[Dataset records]
============================================================

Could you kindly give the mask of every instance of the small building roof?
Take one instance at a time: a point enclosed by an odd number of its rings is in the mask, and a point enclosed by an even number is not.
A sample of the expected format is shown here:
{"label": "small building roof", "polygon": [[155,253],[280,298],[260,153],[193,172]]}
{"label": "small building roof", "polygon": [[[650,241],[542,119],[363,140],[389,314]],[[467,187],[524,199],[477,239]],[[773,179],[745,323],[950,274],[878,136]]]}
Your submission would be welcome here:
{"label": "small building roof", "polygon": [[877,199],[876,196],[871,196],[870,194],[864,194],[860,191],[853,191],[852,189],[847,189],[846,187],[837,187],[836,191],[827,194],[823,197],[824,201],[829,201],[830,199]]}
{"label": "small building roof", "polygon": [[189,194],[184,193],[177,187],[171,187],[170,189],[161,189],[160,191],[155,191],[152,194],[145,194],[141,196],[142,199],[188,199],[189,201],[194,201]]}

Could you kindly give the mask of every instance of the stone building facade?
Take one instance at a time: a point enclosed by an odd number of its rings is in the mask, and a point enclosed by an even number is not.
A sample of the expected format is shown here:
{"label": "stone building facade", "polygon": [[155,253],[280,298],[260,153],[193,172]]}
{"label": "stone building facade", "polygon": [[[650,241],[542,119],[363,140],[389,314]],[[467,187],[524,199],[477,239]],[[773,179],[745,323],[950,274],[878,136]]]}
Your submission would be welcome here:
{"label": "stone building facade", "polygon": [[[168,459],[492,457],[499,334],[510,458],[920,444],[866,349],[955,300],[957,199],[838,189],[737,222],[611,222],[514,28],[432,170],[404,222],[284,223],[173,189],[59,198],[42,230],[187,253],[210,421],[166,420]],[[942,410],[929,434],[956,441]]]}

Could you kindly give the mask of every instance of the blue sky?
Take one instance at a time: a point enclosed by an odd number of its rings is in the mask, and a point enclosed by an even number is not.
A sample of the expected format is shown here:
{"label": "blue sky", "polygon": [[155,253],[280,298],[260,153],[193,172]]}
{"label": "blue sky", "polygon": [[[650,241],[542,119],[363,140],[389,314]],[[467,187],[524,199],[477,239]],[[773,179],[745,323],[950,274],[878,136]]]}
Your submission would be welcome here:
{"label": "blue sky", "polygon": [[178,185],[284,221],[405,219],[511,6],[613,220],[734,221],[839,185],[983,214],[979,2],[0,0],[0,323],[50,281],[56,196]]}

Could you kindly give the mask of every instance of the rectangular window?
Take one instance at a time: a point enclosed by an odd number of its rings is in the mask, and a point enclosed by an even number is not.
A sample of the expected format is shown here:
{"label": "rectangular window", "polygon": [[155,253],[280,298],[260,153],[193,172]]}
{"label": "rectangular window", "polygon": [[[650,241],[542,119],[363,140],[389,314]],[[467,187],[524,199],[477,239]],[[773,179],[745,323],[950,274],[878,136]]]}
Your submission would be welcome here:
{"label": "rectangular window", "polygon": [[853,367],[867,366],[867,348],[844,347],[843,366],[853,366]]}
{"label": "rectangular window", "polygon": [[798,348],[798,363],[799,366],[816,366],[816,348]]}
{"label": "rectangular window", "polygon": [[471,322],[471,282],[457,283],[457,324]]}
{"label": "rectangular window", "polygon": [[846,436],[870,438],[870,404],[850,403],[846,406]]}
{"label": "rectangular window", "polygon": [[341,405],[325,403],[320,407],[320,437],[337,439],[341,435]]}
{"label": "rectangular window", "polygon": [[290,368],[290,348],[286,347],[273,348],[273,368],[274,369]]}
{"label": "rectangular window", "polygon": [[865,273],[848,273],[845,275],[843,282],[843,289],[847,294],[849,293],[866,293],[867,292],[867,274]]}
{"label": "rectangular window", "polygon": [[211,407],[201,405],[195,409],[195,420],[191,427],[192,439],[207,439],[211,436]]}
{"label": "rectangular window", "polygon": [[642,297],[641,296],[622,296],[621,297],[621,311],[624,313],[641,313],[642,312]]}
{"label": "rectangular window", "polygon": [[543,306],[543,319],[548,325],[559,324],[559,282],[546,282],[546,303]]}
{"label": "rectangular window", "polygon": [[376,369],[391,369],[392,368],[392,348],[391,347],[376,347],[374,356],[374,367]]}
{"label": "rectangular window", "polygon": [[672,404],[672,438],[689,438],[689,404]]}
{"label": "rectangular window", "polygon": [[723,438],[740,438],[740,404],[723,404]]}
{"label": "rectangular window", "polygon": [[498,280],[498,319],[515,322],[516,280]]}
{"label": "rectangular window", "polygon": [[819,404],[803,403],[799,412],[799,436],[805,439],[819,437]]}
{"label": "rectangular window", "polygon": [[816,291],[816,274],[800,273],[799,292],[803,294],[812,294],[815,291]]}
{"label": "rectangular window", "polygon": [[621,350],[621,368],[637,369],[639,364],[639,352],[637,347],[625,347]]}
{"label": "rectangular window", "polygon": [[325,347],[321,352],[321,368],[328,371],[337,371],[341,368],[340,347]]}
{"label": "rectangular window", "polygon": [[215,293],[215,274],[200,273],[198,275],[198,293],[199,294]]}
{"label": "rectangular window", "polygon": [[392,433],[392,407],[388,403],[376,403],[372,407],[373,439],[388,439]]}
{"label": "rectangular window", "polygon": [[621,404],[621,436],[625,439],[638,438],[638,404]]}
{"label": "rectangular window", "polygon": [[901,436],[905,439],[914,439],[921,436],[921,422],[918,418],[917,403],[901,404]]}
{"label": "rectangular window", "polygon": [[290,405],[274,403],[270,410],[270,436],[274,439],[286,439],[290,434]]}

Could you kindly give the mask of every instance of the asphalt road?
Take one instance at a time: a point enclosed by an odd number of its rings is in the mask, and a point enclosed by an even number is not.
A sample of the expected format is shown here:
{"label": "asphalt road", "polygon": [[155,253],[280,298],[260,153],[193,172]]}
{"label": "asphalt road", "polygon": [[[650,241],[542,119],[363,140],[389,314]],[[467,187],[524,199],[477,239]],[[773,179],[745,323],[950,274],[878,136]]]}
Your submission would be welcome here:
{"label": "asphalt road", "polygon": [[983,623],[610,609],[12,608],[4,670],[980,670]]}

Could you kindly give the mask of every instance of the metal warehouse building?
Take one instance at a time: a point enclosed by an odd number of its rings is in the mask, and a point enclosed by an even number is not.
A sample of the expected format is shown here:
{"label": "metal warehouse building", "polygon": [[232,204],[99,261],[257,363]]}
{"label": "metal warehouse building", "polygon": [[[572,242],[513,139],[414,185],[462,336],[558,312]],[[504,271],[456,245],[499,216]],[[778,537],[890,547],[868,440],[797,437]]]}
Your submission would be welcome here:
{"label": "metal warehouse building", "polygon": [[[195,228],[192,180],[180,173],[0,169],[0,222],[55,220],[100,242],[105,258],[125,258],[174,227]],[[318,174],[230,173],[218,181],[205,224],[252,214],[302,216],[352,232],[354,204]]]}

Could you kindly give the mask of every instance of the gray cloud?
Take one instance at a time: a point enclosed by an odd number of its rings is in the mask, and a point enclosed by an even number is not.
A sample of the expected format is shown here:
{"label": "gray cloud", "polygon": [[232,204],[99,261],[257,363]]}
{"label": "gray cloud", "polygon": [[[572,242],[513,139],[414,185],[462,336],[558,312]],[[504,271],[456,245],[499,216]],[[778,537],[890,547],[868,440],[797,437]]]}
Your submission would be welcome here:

============================================================

* _Exercise_:
Find every line in the data above that contains the string "roof", matching case exactly, and copy each of those lines.

* _Result below_:
Could you kindly give the mask of every instance of the small building roof?
{"label": "small building roof", "polygon": [[155,253],[280,298],[260,153],[193,172]]}
{"label": "small building roof", "polygon": [[[650,241],[542,119],[363,140],[389,314]],[[467,187],[524,199],[477,239]],[[773,179],[745,323],[950,274],[878,136]]]}
{"label": "small building roof", "polygon": [[877,199],[876,196],[871,196],[870,194],[864,194],[860,191],[853,191],[852,189],[847,189],[846,187],[837,187],[836,191],[827,194],[823,197],[824,201],[829,201],[830,199]]}
{"label": "small building roof", "polygon": [[189,194],[184,193],[177,187],[171,187],[170,189],[161,189],[160,191],[155,191],[152,194],[145,194],[141,196],[142,199],[188,199],[189,201],[194,201]]}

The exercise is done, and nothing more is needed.